:: EXCERPT TO READ ::
---------------
October 25, 2012 / 9:01 PM / 5 years ago

Floods delay Argentine soy planting-exchange

* Heavy Southern Hemisphere spring rains cause flooding
    * Only 2 pct of soy area planted, lagging last season
    * Farmers hope sunshine next week can jumpstart sowing
    * Grains exchange sees 19.7 mln hectares sown with soy

    By Hugh Bronstein
    BUENOS AIRES, Oct 25 (Reuters) - Floods have severely
delayed Argentine soy planting at a time when consumer nations
are counting on the country to help control soaring grains
prices by replenishing supplies, a key grains exchange said on
    Food prices have surged this year due to the worst U.S.
drought in decades combined with dry crop weather in Russia and
Australia. Poor yields from these countries have put the supply
onus on South American breadbaskets Argentina and Brazil.
    "Soy planting has begun, although with severe and continuous
interruptions," the Buenos Aires Grains Exchange said in its
weekly crop report.
    Only 2 percent of Argentina's projected soy area had been
planted as of Thursday, lagging last year's tempo by 4.2
percentage points, the exchange said.
    The weather forecast is unstable for the three days ahead
with more rains possible. But, starting on Monday, farmers hope
that the forecasted string of sunny days will help prepare their
soppy soils for planting.
---------------
:: TO DO ::
1. Answer these about the soy planting article:
(a) What share of Argentina's projected soy area had been planted as of Thursday?
(b) Besides the U.S. drought, dry crop weather in which two countries is blamed for higher food prices?
(c) Which organization put out the weekly crop report?
2. Quote the soy planting article word for word, from "By Hugh Bronstein" to "weekly crop report.".
3. Extend the soy planting article past its last sentence, keeping the same news style.

:: DATASET SECTION ::
---------------
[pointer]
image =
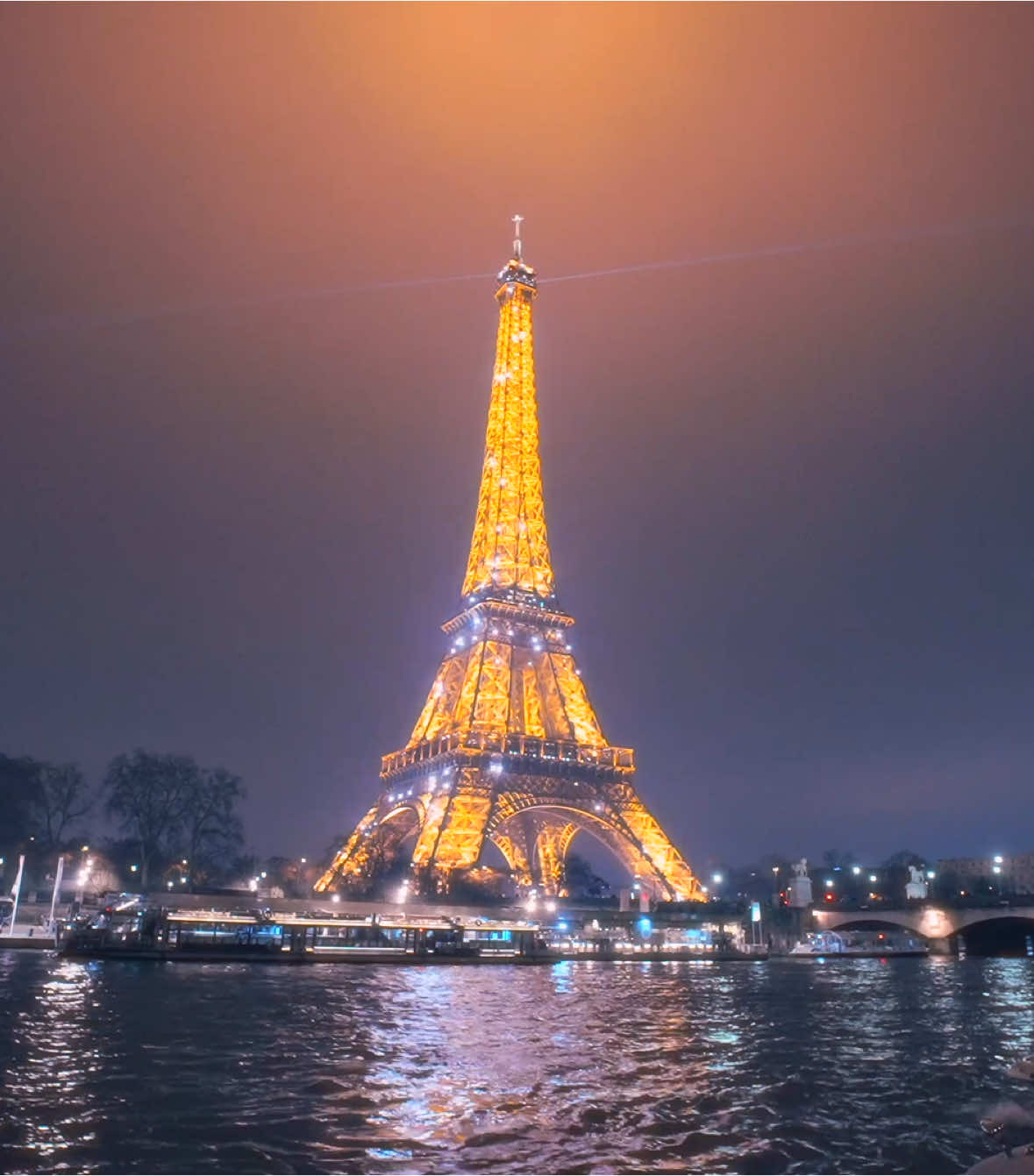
---------------
:: EXPECTED OUTPUTS ::
1.
(a) 2 percent
(b) Russia and Australia
(c) The Buenos Aires Grains Exchange

2.
By Hugh Bronstein
    BUENOS AIRES, Oct 25 (Reuters) - Floods have severely
delayed Argentine soy planting at a time when consumer nations
are counting on the country to help control soaring grains
prices by replenishing supplies, a key grains exchange said on
    Food prices have surged this year due to the worst U.S.
drought in decades combined with dry crop weather in Russia and
Australia. Poor yields from these countries have put the supply
onus on South American breadbaskets Argentina and Brazil.
    "Soy planting has begun, although with severe and continuous
interruptions," the Buenos Aires Grains Exchange said in its
weekly crop report.

3.
    Argentina, the world's No. 3 soybean exporter, has been
pelted by unusually strong rains since August, slowing first
corn and now soy planting as farmers stand by as their seeding
machines sink in the Pampas mud.
    Unlike last season, when a lack of rain was the main problem
in Argentina, growers have been praying for the sunshine needed
to firm up topsoils so that planting can resume.
    Soy is Argentina main agricultural export. The country is
also the top world supplier of derivatives such as soymeal
cattle feed and soyoil, used in cooking and to make biofuels.
    The exchange estimates 2012/13 soy area at 19.7 million
hectares (48.7 million acres), up 4.5 percent from a 2011/12
season hobbled by a December-January dry spell that parched soy
and corn plants.
    Problems posed by too much rain are less debilitating than
those posed by drought as excess moisture allows for wider
planting area, helping to offset losses caused by flooding.
    This season's soy plantings have started in key farm areas
such as north-central Santa Fe province, north-central Cordoba
and east-central Entre Rios.
    "Continuous rains since the start of the month ... have 
saturated wide areas in the eastern part of the farm belt,
generating more and more prolonged delays," the report said.
    Consumers are anxious to secure more grains supply since the
dry U.S., Russian and Australian weather has pumped Chicago soy
futures 30.5 percent higher since January. Chicago corn is
meanwhile up 16 percent and wheat a whopping 35 percent.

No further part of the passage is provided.